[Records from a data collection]
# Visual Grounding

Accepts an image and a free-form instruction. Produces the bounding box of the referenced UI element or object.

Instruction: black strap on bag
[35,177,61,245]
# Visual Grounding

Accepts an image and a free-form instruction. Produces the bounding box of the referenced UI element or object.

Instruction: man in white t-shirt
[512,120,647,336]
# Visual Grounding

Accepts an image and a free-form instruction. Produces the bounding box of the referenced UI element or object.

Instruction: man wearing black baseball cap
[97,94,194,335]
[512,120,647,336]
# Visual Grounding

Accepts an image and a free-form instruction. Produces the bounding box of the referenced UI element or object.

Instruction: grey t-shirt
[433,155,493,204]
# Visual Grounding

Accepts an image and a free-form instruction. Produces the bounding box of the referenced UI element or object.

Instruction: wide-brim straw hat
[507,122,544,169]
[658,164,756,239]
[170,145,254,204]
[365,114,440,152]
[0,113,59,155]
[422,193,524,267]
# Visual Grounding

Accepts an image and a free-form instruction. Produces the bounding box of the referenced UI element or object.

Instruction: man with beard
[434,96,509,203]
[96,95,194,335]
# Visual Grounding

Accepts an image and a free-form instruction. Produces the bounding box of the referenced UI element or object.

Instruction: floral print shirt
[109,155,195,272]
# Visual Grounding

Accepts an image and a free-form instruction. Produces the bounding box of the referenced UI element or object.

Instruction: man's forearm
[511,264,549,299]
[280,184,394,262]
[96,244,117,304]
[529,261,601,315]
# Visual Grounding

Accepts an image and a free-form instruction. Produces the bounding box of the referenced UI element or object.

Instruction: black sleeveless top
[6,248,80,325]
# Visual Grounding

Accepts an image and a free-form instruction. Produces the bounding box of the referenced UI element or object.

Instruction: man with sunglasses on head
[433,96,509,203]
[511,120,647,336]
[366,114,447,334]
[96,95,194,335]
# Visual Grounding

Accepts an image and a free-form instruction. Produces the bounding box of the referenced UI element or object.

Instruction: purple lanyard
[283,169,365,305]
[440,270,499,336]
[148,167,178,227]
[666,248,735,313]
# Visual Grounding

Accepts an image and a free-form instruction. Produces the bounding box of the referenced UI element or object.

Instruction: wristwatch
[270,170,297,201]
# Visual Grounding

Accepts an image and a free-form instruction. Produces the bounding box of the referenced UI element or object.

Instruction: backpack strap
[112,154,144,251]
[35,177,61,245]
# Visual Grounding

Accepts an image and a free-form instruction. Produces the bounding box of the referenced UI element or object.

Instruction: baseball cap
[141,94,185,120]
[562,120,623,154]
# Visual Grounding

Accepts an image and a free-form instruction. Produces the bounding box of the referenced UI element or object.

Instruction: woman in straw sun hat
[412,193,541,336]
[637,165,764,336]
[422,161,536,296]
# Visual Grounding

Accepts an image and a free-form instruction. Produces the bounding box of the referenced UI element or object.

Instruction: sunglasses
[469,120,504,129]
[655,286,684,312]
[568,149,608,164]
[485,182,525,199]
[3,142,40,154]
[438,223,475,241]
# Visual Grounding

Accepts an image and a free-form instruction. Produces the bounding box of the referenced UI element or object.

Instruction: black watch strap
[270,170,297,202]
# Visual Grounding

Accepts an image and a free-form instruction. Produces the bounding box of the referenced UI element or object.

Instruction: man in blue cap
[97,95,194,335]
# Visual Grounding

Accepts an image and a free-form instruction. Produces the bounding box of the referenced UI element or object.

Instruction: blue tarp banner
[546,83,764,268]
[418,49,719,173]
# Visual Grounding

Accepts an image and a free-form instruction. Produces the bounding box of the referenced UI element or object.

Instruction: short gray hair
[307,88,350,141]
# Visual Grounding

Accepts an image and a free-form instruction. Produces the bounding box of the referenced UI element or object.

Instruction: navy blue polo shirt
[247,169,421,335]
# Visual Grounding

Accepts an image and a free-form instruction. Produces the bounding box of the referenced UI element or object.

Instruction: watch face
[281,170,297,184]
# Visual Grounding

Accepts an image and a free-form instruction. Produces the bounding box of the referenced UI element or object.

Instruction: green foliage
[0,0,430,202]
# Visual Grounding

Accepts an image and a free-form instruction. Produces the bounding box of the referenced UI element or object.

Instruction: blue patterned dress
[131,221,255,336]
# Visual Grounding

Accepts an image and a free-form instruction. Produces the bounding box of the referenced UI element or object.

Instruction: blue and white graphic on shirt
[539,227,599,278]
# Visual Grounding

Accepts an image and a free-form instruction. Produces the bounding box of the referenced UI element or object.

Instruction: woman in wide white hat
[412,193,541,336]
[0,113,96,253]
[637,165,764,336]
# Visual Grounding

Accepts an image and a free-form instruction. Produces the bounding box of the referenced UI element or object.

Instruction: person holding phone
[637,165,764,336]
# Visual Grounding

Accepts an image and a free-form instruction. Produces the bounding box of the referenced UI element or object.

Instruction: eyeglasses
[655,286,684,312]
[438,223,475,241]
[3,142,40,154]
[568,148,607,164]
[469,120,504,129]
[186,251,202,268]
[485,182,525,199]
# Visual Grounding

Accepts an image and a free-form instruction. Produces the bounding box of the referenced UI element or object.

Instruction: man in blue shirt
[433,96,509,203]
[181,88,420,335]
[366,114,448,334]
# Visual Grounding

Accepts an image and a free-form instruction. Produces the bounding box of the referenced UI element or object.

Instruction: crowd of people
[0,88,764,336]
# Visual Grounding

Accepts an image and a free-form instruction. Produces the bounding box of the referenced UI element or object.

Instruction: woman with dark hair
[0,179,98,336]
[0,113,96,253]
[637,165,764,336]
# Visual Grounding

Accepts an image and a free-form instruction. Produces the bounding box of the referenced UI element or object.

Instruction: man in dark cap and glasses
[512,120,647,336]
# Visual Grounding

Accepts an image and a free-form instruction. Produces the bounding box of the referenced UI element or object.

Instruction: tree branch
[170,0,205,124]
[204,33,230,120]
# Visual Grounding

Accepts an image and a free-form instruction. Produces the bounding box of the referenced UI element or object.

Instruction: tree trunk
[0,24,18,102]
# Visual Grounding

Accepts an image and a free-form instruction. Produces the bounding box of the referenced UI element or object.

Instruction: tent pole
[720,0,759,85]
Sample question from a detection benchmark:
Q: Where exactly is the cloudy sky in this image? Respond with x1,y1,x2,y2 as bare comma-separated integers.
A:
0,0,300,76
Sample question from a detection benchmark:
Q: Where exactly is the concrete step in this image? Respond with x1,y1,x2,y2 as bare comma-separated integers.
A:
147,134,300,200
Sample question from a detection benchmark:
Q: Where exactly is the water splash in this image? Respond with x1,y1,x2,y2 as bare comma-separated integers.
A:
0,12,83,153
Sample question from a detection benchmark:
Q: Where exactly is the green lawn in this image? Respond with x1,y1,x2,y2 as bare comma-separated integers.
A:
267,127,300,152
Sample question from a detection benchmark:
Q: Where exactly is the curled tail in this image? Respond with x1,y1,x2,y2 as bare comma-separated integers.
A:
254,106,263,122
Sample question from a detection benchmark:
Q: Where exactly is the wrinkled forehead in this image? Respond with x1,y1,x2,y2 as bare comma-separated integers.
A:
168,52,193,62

Goal of the exercise:
Gather every line in the items above that contains the word "sunglasses" and copy each of those lines in full.

Task output:
Instruction: man with sunglasses on head
Instruction: sunglasses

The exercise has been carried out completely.